* **Text to read**
## begin

I am not going to appoint a successor.



So what are you all going to do? Create a democracy? Anarchy? A dictatorship? A federation?

It’s worth zooming out for a moment to consider the issue at a larger scale. How an open source project is governed can have very real consequences on the long-term sustainability of its user and developer communities alike.

BDFLs tend to emerge from passion projects, where a single individual takes on a project before growing a community around it. Projects emerging from companies or other large organization often lack this role, as the distribution of authority is more formalized, or at least more dispersed, from the start. Even then, it’s not uncommon to need to figure out how to transition from one form of project governance to another as the community grows and expands.

But regardless of how an open source project is structured, ultimately, there needs to be some mechanism for deciding how to make technical decisions. Someone, or some group, has to decide which commits to accept, which to reject, and more broadly what direction the project is going to take from a technical perspective.

Surely the Python project will be okay without van Rossum. The Python Software Foundation has plenty of formalized structure in place bringing in broad representation from across the community. There’s even been a humorous April Fools Python Enhancement Proposal (PEP) addressing the BDFL’s retirement in the past.

## end

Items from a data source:
## begin

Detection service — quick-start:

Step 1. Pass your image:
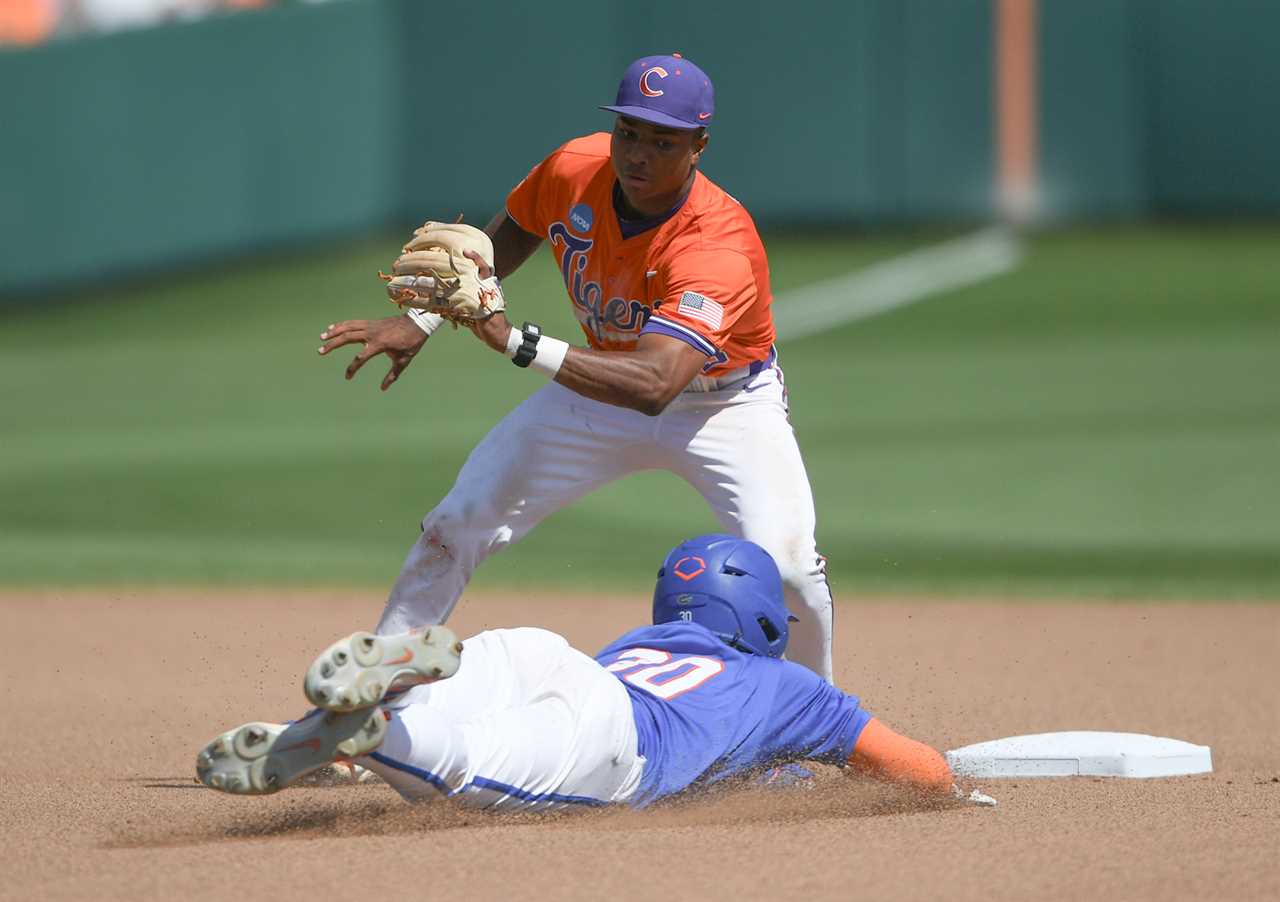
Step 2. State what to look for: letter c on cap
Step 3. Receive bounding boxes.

[640,65,667,97]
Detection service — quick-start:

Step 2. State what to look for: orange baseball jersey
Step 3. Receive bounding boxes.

[507,133,774,375]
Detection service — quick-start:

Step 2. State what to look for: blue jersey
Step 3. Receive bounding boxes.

[595,622,870,807]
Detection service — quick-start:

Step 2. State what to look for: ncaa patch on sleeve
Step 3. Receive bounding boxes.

[676,292,724,329]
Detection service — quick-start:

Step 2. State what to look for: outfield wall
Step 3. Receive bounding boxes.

[0,0,1280,296]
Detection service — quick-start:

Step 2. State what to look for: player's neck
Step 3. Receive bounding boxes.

[616,169,698,220]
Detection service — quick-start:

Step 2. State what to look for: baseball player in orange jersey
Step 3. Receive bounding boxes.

[320,54,832,681]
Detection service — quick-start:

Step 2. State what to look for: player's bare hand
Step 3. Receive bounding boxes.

[320,316,426,392]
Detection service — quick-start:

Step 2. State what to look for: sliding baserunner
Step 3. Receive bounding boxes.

[196,535,995,810]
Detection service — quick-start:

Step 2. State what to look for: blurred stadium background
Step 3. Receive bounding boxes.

[0,0,1280,599]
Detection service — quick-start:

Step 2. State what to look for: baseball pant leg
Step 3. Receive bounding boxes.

[663,370,833,682]
[360,629,644,811]
[378,383,653,633]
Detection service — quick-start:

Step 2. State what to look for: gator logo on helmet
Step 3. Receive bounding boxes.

[671,555,707,582]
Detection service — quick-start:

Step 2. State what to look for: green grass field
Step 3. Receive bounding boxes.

[0,226,1280,599]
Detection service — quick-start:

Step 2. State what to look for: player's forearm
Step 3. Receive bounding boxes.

[484,210,543,279]
[556,348,684,416]
[849,718,954,792]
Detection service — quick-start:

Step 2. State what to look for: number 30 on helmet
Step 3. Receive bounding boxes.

[653,535,796,658]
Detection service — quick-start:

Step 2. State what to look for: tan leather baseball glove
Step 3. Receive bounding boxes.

[378,223,507,325]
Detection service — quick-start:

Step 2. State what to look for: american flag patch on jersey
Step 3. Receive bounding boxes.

[676,292,724,329]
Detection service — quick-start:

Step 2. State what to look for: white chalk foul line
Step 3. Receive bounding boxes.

[773,226,1023,338]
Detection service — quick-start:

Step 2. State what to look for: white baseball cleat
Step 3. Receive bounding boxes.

[196,708,387,796]
[302,627,462,711]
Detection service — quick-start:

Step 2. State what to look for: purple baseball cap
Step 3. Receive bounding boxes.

[600,54,716,128]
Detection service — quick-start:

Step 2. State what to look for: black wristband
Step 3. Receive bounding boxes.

[511,322,543,366]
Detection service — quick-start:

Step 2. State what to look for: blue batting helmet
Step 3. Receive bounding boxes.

## end

* **Tasks to perform**
1. In the text on open source governance, what kind of projects do BDFLs tend to emerge from?
2. Retype the rows from their first line through the line containing "[0,0,1280,599]", including both ends. Leave the pictures out.
The text and the rows have nothing to do with each other.

* **Completed exercise**
1. Passion projects, where a single individual takes on a project before growing a community around it.

2.
Detection service — quick-start:

Step 1. Pass your image:
Step 2. State what to look for: letter c on cap
Step 3. Receive bounding boxes.

[640,65,667,97]
Detection service — quick-start:

Step 2. State what to look for: orange baseball jersey
Step 3. Receive bounding boxes.

[507,133,774,375]
Detection service — quick-start:

Step 2. State what to look for: blue jersey
Step 3. Receive bounding boxes.

[595,622,870,807]
Detection service — quick-start:

Step 2. State what to look for: ncaa patch on sleeve
Step 3. Receive bounding boxes.

[676,292,724,329]
Detection service — quick-start:

Step 2. State what to look for: outfield wall
Step 3. Receive bounding boxes.

[0,0,1280,296]
Detection service — quick-start:

Step 2. State what to look for: player's neck
Step 3. Receive bounding boxes.

[616,169,698,220]
Detection service — quick-start:

Step 2. State what to look for: baseball player in orange jersey
Step 3. Receive bounding boxes.

[320,54,832,681]
Detection service — quick-start:

Step 2. State what to look for: player's bare hand
Step 3. Receive bounding boxes.

[320,316,426,392]
Detection service — quick-start:

Step 2. State what to look for: sliding baserunner
Step 3. Receive bounding boxes.

[196,535,995,810]
Detection service — quick-start:

Step 2. State what to look for: blurred stadium background
Step 3. Receive bounding boxes.

[0,0,1280,599]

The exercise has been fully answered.